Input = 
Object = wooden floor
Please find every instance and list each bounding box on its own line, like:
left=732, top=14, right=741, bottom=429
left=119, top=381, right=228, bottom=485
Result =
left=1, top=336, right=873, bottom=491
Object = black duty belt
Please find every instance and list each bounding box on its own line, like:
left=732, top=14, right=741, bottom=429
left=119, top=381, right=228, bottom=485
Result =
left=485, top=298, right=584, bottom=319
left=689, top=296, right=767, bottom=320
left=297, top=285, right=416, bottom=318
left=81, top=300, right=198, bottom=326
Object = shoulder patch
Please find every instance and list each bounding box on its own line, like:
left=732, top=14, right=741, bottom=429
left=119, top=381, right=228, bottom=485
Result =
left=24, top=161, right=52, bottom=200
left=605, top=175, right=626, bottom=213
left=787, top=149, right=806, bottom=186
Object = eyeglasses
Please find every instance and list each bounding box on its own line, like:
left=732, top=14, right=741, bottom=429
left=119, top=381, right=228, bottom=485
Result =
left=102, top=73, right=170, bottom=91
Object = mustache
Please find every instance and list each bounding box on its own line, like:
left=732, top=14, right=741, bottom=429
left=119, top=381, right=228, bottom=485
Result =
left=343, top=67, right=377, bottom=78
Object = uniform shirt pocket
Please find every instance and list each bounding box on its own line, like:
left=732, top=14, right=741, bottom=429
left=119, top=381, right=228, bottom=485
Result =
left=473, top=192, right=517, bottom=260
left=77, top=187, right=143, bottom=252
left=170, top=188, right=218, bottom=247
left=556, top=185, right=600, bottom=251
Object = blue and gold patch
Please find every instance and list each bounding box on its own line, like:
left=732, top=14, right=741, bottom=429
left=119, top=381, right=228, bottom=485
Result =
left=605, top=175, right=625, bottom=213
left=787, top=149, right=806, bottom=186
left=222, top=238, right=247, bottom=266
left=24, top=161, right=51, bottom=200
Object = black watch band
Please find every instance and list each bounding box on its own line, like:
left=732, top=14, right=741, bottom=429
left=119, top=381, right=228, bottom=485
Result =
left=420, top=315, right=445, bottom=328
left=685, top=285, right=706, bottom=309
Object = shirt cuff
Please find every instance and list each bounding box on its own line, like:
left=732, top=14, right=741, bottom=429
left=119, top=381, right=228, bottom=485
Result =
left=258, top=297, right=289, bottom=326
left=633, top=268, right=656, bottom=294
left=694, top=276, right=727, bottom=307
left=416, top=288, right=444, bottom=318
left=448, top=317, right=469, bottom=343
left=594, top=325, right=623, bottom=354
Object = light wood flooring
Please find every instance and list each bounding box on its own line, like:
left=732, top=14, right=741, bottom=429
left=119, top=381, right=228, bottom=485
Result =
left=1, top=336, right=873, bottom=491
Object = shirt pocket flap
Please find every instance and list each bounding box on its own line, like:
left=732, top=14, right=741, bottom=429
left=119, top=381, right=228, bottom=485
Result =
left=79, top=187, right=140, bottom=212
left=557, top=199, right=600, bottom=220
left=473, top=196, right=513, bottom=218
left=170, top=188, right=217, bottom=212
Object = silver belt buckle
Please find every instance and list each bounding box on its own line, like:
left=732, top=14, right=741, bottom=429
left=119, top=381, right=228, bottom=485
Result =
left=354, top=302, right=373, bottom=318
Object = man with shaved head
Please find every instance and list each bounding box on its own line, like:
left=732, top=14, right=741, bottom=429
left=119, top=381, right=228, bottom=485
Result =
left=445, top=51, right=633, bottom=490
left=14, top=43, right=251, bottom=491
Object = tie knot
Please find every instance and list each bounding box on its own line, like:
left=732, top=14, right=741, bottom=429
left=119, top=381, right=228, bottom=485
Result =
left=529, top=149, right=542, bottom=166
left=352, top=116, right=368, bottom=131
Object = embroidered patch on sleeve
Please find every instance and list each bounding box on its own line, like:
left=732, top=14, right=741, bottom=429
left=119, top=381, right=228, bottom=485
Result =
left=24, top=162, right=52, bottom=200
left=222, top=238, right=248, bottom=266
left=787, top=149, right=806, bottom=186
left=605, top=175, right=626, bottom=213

Aim of the task — Without leaving anything out, quote all the data.

Your response —
Input = 
Object = wooden floor
Please find every instance and list each bounding box on its own line, like:
left=732, top=14, right=741, bottom=429
left=119, top=381, right=228, bottom=485
Result =
left=1, top=336, right=873, bottom=491
Object = black duty belt
Please find every instance and list each bounding box on its own line, like:
left=732, top=14, right=741, bottom=429
left=119, top=381, right=228, bottom=485
Result =
left=485, top=298, right=584, bottom=319
left=689, top=296, right=767, bottom=320
left=297, top=285, right=416, bottom=318
left=81, top=300, right=198, bottom=326
Object = shoulder patch
Please find every instance and list each bounding box on its own line, like:
left=732, top=14, right=741, bottom=429
left=119, top=381, right=228, bottom=485
Result =
left=24, top=161, right=52, bottom=200
left=605, top=175, right=626, bottom=213
left=787, top=149, right=806, bottom=186
Object = eyeglasses
Please find every instance and list each bounding box on its own line, like:
left=732, top=14, right=741, bottom=429
left=119, top=381, right=228, bottom=485
Result =
left=102, top=73, right=170, bottom=91
Object = mustache
Please find every instance and list each bounding box on its own line, like:
left=732, top=14, right=741, bottom=429
left=119, top=381, right=228, bottom=485
Result =
left=343, top=67, right=377, bottom=78
Object = uniform shirt pocket
Please find every instance and list each bounding box on its own line, like:
left=732, top=14, right=741, bottom=429
left=119, top=381, right=228, bottom=485
Result =
left=473, top=192, right=517, bottom=260
left=77, top=187, right=143, bottom=252
left=170, top=188, right=218, bottom=247
left=556, top=185, right=600, bottom=251
Object = blue and gold patch
Please find every instance and list each bounding box on its own line, like:
left=732, top=14, right=741, bottom=429
left=119, top=381, right=228, bottom=485
Result =
left=605, top=175, right=625, bottom=213
left=787, top=149, right=806, bottom=186
left=222, top=238, right=247, bottom=266
left=24, top=161, right=51, bottom=200
Object = black watch band
Please find every instance and list each bounding box on its own line, like:
left=732, top=14, right=741, bottom=429
left=119, top=381, right=228, bottom=485
Result =
left=420, top=315, right=445, bottom=328
left=685, top=285, right=706, bottom=309
Object = shirt cuff
Please find every instance and list each bounding box on its own line, like:
left=732, top=14, right=741, bottom=429
left=119, top=381, right=228, bottom=485
Result =
left=258, top=297, right=289, bottom=326
left=633, top=268, right=656, bottom=294
left=694, top=276, right=727, bottom=307
left=416, top=288, right=444, bottom=318
left=448, top=317, right=469, bottom=343
left=594, top=325, right=623, bottom=354
Object = light wood flooring
Please find every instance and list each bounding box on its own line, like:
left=732, top=14, right=741, bottom=429
left=119, top=381, right=228, bottom=485
Result =
left=1, top=336, right=873, bottom=491
Object = shirt pocket flap
Please find every instance and list each bounding box on its own line, like:
left=732, top=14, right=741, bottom=429
left=119, top=381, right=228, bottom=485
Result =
left=79, top=187, right=140, bottom=212
left=557, top=199, right=600, bottom=220
left=473, top=196, right=513, bottom=218
left=170, top=188, right=217, bottom=212
Object = silver belt buckle
Please find every instance and list each bounding box on its own line, like:
left=732, top=14, right=741, bottom=429
left=119, top=381, right=228, bottom=485
Result =
left=354, top=302, right=373, bottom=318
Object = man with shaved head
Please find every instance and list each bounding box on its own line, like:
left=732, top=14, right=741, bottom=429
left=119, top=381, right=228, bottom=485
Result =
left=445, top=51, right=633, bottom=490
left=14, top=43, right=251, bottom=491
Object = tie knot
Please find every instance and list each bounding box on its own line, like:
left=732, top=14, right=741, bottom=429
left=119, top=381, right=228, bottom=485
Result =
left=529, top=149, right=542, bottom=166
left=352, top=116, right=368, bottom=131
Object = embroidered patch on sleeve
Please find every instance and list each bounding box on its own line, like:
left=732, top=14, right=741, bottom=429
left=119, top=381, right=228, bottom=485
Result =
left=24, top=162, right=52, bottom=200
left=222, top=238, right=248, bottom=266
left=787, top=149, right=806, bottom=186
left=605, top=175, right=626, bottom=213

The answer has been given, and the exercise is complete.